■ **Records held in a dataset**
┏━━
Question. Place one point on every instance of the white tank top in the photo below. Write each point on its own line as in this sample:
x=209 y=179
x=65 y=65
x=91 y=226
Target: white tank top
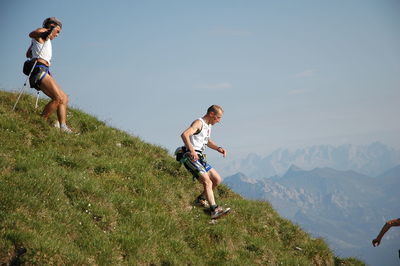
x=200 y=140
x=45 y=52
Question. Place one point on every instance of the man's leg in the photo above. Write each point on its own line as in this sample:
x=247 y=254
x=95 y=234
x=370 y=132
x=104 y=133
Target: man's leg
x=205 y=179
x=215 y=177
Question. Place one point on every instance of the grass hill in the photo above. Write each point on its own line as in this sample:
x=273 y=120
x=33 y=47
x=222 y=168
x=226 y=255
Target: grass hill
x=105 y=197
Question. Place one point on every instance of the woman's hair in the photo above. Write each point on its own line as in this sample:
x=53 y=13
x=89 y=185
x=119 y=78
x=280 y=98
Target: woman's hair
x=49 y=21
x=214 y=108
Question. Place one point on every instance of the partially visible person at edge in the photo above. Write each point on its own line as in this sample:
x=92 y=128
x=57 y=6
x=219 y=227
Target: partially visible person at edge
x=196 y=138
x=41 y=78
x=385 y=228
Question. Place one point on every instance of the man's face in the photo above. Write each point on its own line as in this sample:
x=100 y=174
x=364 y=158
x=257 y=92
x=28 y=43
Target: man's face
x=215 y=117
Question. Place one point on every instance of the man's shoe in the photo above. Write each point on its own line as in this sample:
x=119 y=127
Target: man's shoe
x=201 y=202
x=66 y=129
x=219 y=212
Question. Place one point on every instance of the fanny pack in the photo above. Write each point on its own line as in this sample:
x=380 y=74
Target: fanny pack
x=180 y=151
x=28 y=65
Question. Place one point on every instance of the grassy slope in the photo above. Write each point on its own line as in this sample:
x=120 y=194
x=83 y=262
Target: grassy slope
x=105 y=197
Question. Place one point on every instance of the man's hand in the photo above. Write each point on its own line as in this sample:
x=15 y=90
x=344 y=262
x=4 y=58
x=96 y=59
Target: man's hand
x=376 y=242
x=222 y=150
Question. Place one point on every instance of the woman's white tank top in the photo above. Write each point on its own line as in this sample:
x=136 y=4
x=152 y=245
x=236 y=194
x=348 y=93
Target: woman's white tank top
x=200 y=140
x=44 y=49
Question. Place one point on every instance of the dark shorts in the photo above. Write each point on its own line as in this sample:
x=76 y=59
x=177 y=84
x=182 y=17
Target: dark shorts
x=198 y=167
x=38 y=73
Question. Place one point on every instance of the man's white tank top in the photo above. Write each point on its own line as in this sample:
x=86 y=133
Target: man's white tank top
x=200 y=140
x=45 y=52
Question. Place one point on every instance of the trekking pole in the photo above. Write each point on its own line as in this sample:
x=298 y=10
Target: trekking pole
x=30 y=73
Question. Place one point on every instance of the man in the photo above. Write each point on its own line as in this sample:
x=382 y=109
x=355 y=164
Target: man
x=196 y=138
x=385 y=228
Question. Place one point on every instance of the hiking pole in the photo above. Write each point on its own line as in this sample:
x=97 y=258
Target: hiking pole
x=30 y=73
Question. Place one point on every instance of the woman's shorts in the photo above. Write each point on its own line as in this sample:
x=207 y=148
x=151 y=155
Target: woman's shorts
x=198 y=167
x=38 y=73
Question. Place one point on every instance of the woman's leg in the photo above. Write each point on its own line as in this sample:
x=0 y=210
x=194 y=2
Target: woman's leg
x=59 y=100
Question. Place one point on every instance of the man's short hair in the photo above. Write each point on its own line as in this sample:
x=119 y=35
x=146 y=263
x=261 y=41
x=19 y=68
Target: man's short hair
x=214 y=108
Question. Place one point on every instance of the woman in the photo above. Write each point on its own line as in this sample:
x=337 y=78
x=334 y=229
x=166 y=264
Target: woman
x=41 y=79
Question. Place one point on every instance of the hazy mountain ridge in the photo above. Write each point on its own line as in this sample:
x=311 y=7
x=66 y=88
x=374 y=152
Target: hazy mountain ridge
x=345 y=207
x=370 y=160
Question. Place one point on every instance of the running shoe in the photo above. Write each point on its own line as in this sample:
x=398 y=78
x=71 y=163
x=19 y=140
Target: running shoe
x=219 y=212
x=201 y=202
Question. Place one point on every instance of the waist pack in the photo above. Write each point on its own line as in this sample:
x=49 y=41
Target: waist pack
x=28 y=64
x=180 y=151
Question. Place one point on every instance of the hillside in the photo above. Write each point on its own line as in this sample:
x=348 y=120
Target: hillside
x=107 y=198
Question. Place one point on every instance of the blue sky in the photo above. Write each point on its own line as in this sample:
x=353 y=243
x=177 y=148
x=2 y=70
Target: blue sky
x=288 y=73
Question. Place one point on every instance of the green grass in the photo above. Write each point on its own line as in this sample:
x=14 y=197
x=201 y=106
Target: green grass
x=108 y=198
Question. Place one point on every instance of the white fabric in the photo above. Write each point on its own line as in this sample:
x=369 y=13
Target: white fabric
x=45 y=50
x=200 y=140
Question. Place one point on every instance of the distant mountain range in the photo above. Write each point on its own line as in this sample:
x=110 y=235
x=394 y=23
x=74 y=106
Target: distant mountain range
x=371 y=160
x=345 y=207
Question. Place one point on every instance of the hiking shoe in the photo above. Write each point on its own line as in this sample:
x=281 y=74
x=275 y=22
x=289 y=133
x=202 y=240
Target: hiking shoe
┗━━
■ **BRIEF**
Rewrite the records from the line containing "Question. Place one point on every instance of the distant" through the final line, swapping "hiking shoe" for "trail shoe" and leaving everything else as it is.

■ **RESULT BELOW**
Question. Place one point on every instance of the distant mountain range in the photo above. Write each point on its own line as in this sample:
x=110 y=235
x=394 y=23
x=74 y=106
Target: distant mountain range
x=371 y=160
x=345 y=207
Question. Place one point on every instance of the trail shoe in the photo above. Write each point on its own line as in this sample:
x=281 y=74
x=275 y=22
x=289 y=133
x=202 y=240
Target: trail shoe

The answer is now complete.